Required work
Please reproduce the material below word for word, starting at the line with "Target: house across the lake" and running through its last line, with both of those lines included.

Records supplied
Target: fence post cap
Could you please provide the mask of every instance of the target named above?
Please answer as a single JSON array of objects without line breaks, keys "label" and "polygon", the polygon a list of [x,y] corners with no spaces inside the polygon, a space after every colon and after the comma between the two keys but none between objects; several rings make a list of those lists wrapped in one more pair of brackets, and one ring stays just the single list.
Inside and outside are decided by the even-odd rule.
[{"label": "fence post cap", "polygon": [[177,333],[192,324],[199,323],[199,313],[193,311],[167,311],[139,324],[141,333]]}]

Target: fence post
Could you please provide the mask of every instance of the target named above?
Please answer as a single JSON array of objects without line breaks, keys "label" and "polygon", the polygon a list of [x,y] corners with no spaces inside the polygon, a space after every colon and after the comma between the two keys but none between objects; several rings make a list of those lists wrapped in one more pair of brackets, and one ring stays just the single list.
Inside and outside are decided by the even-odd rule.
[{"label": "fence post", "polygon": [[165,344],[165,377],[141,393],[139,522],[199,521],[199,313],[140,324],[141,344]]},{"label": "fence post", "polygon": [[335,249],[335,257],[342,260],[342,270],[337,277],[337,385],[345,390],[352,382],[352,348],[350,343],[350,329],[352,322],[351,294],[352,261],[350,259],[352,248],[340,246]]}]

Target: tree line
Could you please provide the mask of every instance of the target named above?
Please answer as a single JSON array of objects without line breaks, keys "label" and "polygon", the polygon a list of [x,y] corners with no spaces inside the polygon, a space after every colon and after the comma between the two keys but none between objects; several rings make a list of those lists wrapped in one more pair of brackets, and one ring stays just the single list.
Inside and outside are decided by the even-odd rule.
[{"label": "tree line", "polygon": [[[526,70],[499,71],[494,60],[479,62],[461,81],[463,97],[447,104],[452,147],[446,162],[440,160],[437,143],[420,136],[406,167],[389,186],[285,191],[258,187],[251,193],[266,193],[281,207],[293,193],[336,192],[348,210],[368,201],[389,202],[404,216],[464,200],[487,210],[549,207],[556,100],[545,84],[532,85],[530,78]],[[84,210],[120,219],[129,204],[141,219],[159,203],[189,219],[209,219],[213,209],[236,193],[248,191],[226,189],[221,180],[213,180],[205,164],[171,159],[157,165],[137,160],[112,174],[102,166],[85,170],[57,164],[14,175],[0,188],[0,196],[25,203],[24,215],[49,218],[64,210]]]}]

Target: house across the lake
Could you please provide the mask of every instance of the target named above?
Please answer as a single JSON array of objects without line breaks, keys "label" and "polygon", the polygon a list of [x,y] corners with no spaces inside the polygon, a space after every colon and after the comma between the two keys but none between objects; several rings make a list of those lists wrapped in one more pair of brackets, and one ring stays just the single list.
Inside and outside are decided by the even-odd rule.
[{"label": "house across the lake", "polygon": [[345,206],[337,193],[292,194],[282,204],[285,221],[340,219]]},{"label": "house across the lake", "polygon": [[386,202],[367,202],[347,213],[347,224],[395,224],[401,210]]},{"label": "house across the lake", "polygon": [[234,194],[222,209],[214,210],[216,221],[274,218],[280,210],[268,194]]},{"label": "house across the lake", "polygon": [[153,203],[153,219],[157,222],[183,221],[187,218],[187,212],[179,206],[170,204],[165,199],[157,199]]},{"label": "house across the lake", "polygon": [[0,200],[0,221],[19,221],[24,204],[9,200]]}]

Full output
Target: house across the lake
Could you please provide the mask of every instance of the target named above?
Please answer as a single JSON array of objects without line breaks, keys "label" and "polygon", the polygon a list of [x,y] corners with no spaces inside the polygon, a space after every colon and after the comma between the two keys but none between objects; several rings make a list of those lists wrapped in one more pair of brackets, and one ring stays just the single list.
Inside and outside are decided by the even-odd rule.
[{"label": "house across the lake", "polygon": [[345,206],[337,193],[292,194],[282,204],[285,221],[340,219]]},{"label": "house across the lake", "polygon": [[386,202],[367,202],[347,213],[347,224],[395,224],[401,210]]},{"label": "house across the lake", "polygon": [[234,194],[222,209],[214,210],[216,221],[274,218],[280,210],[268,194]]},{"label": "house across the lake", "polygon": [[153,203],[153,219],[157,222],[183,221],[187,218],[187,212],[179,206],[170,204],[165,199],[157,199]]},{"label": "house across the lake", "polygon": [[0,200],[0,221],[19,221],[24,204],[9,200]]}]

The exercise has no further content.